_Stated task_:
Arrange every line of the entries below as a numbered list, dropping the blank lines.

_Dataset rows_:
begin

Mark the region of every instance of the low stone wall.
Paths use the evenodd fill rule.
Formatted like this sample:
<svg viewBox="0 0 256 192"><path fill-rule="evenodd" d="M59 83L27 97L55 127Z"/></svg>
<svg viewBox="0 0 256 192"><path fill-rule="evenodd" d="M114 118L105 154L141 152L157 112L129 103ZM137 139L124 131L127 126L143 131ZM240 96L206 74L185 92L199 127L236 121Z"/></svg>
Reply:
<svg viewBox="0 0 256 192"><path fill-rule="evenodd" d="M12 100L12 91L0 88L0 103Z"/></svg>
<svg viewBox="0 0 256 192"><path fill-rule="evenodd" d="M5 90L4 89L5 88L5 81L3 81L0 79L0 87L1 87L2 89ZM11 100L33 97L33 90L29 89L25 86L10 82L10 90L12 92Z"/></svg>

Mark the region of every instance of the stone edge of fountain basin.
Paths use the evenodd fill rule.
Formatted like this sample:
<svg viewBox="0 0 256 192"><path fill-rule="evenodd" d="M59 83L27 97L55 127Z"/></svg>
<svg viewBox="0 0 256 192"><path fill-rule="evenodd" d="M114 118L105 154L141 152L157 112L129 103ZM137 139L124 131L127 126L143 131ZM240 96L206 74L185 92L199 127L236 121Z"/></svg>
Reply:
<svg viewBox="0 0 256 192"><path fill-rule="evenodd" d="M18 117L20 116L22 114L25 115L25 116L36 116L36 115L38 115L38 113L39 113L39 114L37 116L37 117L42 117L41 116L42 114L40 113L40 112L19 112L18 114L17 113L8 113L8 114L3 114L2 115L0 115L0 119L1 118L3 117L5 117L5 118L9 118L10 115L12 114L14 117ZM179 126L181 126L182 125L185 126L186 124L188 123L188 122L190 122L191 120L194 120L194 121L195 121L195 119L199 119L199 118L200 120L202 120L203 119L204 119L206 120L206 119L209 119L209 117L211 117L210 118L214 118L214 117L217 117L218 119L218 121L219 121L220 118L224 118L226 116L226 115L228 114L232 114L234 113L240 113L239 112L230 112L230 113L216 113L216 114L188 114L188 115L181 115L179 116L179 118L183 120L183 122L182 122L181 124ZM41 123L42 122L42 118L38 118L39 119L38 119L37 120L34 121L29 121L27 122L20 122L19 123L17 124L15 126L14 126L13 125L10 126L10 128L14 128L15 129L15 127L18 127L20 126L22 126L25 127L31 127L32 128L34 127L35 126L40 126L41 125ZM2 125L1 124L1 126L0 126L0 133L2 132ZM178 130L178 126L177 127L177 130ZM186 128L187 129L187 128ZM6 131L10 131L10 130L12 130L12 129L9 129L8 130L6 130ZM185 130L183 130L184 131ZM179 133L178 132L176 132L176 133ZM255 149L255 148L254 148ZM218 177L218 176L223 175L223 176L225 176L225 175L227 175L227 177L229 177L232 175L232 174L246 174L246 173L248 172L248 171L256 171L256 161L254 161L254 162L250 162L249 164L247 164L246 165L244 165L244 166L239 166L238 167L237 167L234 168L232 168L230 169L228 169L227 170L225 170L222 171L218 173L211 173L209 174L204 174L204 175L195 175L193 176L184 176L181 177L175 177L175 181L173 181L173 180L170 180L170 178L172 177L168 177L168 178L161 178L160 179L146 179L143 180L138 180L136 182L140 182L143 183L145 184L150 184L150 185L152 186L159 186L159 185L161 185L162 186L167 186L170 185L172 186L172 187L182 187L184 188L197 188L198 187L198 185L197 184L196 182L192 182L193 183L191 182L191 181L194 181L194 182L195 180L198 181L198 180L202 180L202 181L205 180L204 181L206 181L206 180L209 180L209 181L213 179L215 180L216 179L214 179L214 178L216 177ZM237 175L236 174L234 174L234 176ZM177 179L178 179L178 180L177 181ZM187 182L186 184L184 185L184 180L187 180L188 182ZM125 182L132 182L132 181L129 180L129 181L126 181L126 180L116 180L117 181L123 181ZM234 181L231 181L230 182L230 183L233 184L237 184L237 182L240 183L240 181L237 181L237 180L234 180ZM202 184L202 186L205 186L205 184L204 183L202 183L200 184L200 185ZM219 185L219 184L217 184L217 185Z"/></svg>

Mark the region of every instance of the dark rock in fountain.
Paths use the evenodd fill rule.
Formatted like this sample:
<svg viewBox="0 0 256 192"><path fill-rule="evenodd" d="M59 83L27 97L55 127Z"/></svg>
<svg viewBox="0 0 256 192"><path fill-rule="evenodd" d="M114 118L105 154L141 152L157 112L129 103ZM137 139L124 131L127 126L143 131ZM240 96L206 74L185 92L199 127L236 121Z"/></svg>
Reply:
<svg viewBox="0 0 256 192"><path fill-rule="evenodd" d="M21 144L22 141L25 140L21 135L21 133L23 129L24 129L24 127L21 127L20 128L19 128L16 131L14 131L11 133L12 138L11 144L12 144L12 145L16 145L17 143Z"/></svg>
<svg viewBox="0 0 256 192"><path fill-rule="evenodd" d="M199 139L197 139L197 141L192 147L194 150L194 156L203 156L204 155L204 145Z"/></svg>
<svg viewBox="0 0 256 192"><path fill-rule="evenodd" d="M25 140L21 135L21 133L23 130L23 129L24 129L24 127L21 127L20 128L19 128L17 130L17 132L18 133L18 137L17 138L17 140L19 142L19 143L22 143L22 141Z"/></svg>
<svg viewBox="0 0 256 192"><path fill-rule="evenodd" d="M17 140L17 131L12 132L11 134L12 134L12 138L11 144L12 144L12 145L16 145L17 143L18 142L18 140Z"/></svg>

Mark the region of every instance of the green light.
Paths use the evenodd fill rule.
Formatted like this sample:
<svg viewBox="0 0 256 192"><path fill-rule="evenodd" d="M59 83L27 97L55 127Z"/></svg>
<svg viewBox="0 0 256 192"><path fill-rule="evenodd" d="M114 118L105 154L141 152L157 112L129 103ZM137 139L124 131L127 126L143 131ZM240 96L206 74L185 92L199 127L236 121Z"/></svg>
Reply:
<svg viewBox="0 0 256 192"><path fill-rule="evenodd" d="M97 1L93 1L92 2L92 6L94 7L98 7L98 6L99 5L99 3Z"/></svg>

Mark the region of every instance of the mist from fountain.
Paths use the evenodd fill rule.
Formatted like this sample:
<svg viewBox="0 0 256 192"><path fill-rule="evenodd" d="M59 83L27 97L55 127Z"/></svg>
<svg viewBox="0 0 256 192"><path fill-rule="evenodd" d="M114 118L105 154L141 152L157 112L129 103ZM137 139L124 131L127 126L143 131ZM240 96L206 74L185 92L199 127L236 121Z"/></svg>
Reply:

end

_Response to this task_:
1. Mark the region of every instance of the low stone wall.
2. Paths use the evenodd fill rule.
3. Formatted like this sample:
4. <svg viewBox="0 0 256 192"><path fill-rule="evenodd" d="M59 83L27 97L55 127Z"/></svg>
5. <svg viewBox="0 0 256 192"><path fill-rule="evenodd" d="M114 118L105 154L141 152L157 112L129 103ZM137 139L124 131L127 126L143 131ZM240 96L206 74L185 92L199 127L236 121Z"/></svg>
6. Reply:
7. <svg viewBox="0 0 256 192"><path fill-rule="evenodd" d="M12 100L12 91L0 88L0 103Z"/></svg>
8. <svg viewBox="0 0 256 192"><path fill-rule="evenodd" d="M5 90L4 89L5 88L5 81L3 81L0 79L0 87L1 87L2 89ZM11 100L33 97L33 90L29 89L25 86L10 82L10 90L12 92Z"/></svg>
9. Mark the region of every instance of the stone edge of fountain basin.
10. Paths use the evenodd fill rule.
11. Formatted like this sample:
12. <svg viewBox="0 0 256 192"><path fill-rule="evenodd" d="M59 83L27 97L55 127Z"/></svg>
13. <svg viewBox="0 0 256 192"><path fill-rule="evenodd" d="M114 118L105 154L141 152L157 112L129 103ZM137 139L124 131L127 126L143 131ZM240 96L206 74L185 92L199 127L236 121Z"/></svg>
14. Reply:
15. <svg viewBox="0 0 256 192"><path fill-rule="evenodd" d="M18 117L20 116L22 114L25 115L25 116L36 116L36 115L38 115L38 113L39 113L39 114L37 116L37 117L42 117L41 116L42 114L40 113L40 112L19 112L18 114L17 113L8 113L8 114L3 114L2 115L0 115L0 119L1 118L3 117L5 117L5 118L9 118L10 115L12 114L14 117ZM179 126L181 126L182 125L185 126L186 124L188 123L188 122L190 122L191 120L194 120L194 121L195 121L195 119L199 119L199 118L200 120L202 120L203 119L204 119L206 120L206 119L209 119L209 117L211 117L210 118L214 118L214 117L217 117L218 119L218 121L219 121L220 118L224 118L226 116L226 115L228 114L232 114L234 113L240 113L239 112L230 112L230 113L216 113L216 114L188 114L188 115L181 115L179 116L179 118L183 120L183 122L182 122L181 124ZM41 123L42 122L42 118L38 118L39 119L38 119L37 120L34 121L29 121L27 122L20 122L19 123L17 124L15 126L14 126L13 125L10 126L10 128L14 128L15 129L15 127L18 127L20 126L22 126L25 127L31 127L32 128L34 127L35 126L40 126L41 125ZM2 125L1 124L1 126L0 126L0 133L2 132ZM178 130L178 126L177 127L177 130ZM186 128L187 129L187 128ZM6 131L10 131L10 130L12 130L12 129L9 129L8 130L6 130ZM185 130L183 130L184 131ZM179 133L178 132L176 132L176 133ZM255 149L255 148L254 148ZM218 177L218 176L223 175L223 176L225 176L225 175L227 175L227 177L229 177L232 175L232 174L246 174L246 173L248 172L248 171L256 171L256 161L254 161L254 162L250 162L249 164L247 164L246 165L244 165L244 166L239 166L238 167L237 167L234 168L232 168L230 169L228 169L227 170L225 170L222 171L218 173L211 173L209 174L204 174L204 175L195 175L193 176L184 176L181 177L175 177L175 181L173 181L173 180L170 180L170 178L172 177L168 177L168 178L161 178L160 179L146 179L143 180L138 180L136 182L140 182L143 183L145 184L150 184L150 185L152 186L159 186L159 185L161 185L162 186L167 186L170 185L172 186L172 187L182 187L184 188L197 188L198 187L198 185L197 184L196 182L192 182L193 183L191 182L191 181L194 181L194 182L195 180L198 181L198 180L202 180L202 181L205 180L204 181L206 181L206 180L209 180L209 181L213 179L215 180L216 179L214 179L214 178L216 177ZM237 175L236 174L234 174L234 176ZM177 179L178 179L178 180L177 181ZM187 182L186 184L184 185L184 180L187 180L188 182ZM125 182L132 182L132 181L129 180L129 181L126 181L126 180L116 180L117 181L123 181ZM234 181L231 181L230 182L230 183L233 184L237 184L237 182L240 183L240 181L237 181L237 180L234 180ZM202 184L202 186L205 186L205 184L204 183L202 183L200 184L200 185ZM219 185L219 184L217 184L217 185Z"/></svg>
16. Mark the region of every instance of the dark rock in fountain.
17. Paths use the evenodd fill rule.
18. Formatted like this sample:
19. <svg viewBox="0 0 256 192"><path fill-rule="evenodd" d="M59 83L27 97L55 127Z"/></svg>
20. <svg viewBox="0 0 256 192"><path fill-rule="evenodd" d="M114 118L105 154L141 152L157 112L129 103ZM137 139L124 131L127 126L143 131ZM240 96L206 74L185 92L199 127L236 121Z"/></svg>
21. Reply:
22. <svg viewBox="0 0 256 192"><path fill-rule="evenodd" d="M21 144L22 141L25 140L21 135L21 133L23 129L24 129L24 127L21 127L20 128L19 128L16 131L14 131L11 133L12 138L11 144L12 144L12 145L16 145L17 143Z"/></svg>
23. <svg viewBox="0 0 256 192"><path fill-rule="evenodd" d="M199 139L197 139L197 141L192 147L194 150L194 156L203 156L204 155L204 145Z"/></svg>
24. <svg viewBox="0 0 256 192"><path fill-rule="evenodd" d="M25 140L21 135L21 133L23 130L23 129L24 129L24 127L21 127L20 128L19 128L17 130L17 132L18 133L18 137L17 138L17 140L19 142L19 143L22 143L22 141Z"/></svg>
25. <svg viewBox="0 0 256 192"><path fill-rule="evenodd" d="M17 140L17 131L12 132L11 134L12 134L12 138L11 144L12 144L12 145L16 145L17 143L18 142L18 140Z"/></svg>
26. Mark the region of every instance of the green light.
27. Paths use the evenodd fill rule.
28. Formatted like this sample:
29. <svg viewBox="0 0 256 192"><path fill-rule="evenodd" d="M59 83L27 97L55 127Z"/></svg>
30. <svg viewBox="0 0 256 192"><path fill-rule="evenodd" d="M114 118L105 154L141 152L157 112L129 103ZM137 139L124 131L127 126L143 131ZM240 96L206 74L185 92L199 127L236 121Z"/></svg>
31. Reply:
32. <svg viewBox="0 0 256 192"><path fill-rule="evenodd" d="M97 1L93 1L92 2L92 6L94 7L98 7L98 6L99 5L99 3Z"/></svg>
33. Mark the region of every instance of the mist from fountain.
34. Paths use the evenodd fill rule.
35. Formatted like this sample:
36. <svg viewBox="0 0 256 192"><path fill-rule="evenodd" d="M59 83L27 97L55 127Z"/></svg>
37. <svg viewBox="0 0 256 192"><path fill-rule="evenodd" d="M114 118L105 154L141 152L157 112L129 103ZM137 139L124 131L127 126L143 131ZM240 96L206 74L185 92L199 127L236 121Z"/></svg>
38. Reply:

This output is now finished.